TASK DETAILS → Turn each line of the records below into a row of a Markdown table, skipping any blank lines. Use two columns: Row for the row number and Line for the line itself.

INPUT FOR THIS TASK →

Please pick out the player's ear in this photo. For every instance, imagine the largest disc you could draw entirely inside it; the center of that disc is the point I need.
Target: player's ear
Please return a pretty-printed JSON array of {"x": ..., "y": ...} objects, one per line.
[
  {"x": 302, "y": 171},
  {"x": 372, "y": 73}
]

CORRECT RESULT →
| Row | Line |
|---|---|
| 1 | Please pick out the player's ear in this photo. For every instance, imagine the largest disc you could draw entirely inside it; the center of that disc is the point I need. |
| 2 | Target: player's ear |
| 3 | Please return a pretty-printed JSON array of {"x": ..., "y": ...} objects, one per line. |
| 4 | [ |
| 5 |   {"x": 302, "y": 171}, |
| 6 |   {"x": 372, "y": 73} |
| 7 | ] |